BLOQUE DE TEXTO —
Opinión

Ramón y los esenciales

Cada mañana despierto con el suave sonido de una ducha recién iniciada. Es mi nuevo despertador, mucho menos traumático que el repetitivo ruido que antes me lanzaba fuera de la cama. Finaliza la ducha y comienza mi desayuno. Y así compartimos rutina mi vecino Ramón y yo, sin que él tenga la más mínima idea de este vínculo que nos une desde el cierre de todas las puertas.

Aunque lo hacemos en direcciones opuestas: yo estreno otro día que apesta a alcanfor y él agota una jornada laboral más, aunque distinta, por ese miedo que lo abraza. Ramón y su mujer Encarna son parte de la brigada de trabajadores esenciales a los que la pandemia no ha otorgado la opción de mantenerse a salvo entre sus conocidas cuatro paredes.

Salen a batallar, cada uno en su propio campo, y al llegar a casa se dejan trozos de piel sobre el suelo de la ducha para arrancar, sin ningún tipo de compasión hacia sí mismos, cualquier resto arrastrado desde el exterior. Aún así, no se atreven a abrazar a los otros habitantes de ese tercero A y mantienen las distancias preceptivas con los afectos y el cariño.

Cuando termino mi café, Ramón va hacia su dormitorio y su mujer hacia la cocina. Sólo se encontrarán a la hora de la comida. Los horarios no propician el encuentro. Ella cuida de los más vulnerables en sus propios domicilios. Unas veces lo hace en la soledad de unas vidas cansadas y, otras, ante la indiferente mirada de familiares confinados que han elegido ignorar la amenaza de este virus, para no alterar en exceso su propia existencia. “Que de todo hay”, repite indignada mientras todos comen lentejas, al tiempo que la lavadora centrifuga el uniforme de Ramón. Él asiente y comenta, sin esperar respuesta: “Ayer recogimos mucha basura, los contenedores estaban desbordados”.

MATERIAL DE ESTUDIO —

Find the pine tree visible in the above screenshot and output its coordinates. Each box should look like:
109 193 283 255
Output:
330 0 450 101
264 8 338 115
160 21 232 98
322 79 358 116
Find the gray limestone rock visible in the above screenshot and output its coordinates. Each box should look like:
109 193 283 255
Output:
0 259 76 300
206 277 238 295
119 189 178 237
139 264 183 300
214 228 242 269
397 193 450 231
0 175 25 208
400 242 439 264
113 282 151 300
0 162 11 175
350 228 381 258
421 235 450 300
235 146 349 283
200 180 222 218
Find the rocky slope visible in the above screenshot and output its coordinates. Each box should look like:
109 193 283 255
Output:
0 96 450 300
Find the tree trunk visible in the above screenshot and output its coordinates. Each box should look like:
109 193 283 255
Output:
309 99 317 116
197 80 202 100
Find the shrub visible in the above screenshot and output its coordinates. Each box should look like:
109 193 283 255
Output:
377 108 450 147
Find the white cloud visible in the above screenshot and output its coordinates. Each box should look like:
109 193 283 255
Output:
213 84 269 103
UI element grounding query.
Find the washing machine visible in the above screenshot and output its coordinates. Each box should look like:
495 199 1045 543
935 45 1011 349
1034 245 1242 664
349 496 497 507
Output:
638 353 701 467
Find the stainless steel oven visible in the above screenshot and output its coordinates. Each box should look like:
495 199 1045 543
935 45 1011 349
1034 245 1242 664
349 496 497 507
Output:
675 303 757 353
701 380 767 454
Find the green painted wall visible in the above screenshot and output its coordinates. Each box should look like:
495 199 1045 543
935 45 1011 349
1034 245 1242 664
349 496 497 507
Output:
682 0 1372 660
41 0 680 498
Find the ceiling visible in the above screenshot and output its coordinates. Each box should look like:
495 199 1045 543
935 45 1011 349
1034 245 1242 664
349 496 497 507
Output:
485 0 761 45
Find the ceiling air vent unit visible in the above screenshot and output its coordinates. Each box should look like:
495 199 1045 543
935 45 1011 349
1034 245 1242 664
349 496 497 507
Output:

CONSIGNA —
Reproduzca sin cambios el pasaje de la columna sobre Ramón que empieza en las palabras "Aunque lo hacemos" y termina después de "y el cariño.".

RESULTADO —
Aunque lo hacemos en direcciones opuestas: yo estreno otro día que apesta a alcanfor y él agota una jornada laboral más, aunque distinta, por ese miedo que lo abraza. Ramón y su mujer Encarna son parte de la brigada de trabajadores esenciales a los que la pandemia no ha otorgado la opción de mantenerse a salvo entre sus conocidas cuatro paredes.

Salen a batallar, cada uno en su propio campo, y al llegar a casa se dejan trozos de piel sobre el suelo de la ducha para arrancar, sin ningún tipo de compasión hacia sí mismos, cualquier resto arrastrado desde el exterior. Aún así, no se atreven a abrazar a los otros habitantes de ese tercero A y mantienen las distancias preceptivas con los afectos y el cariño.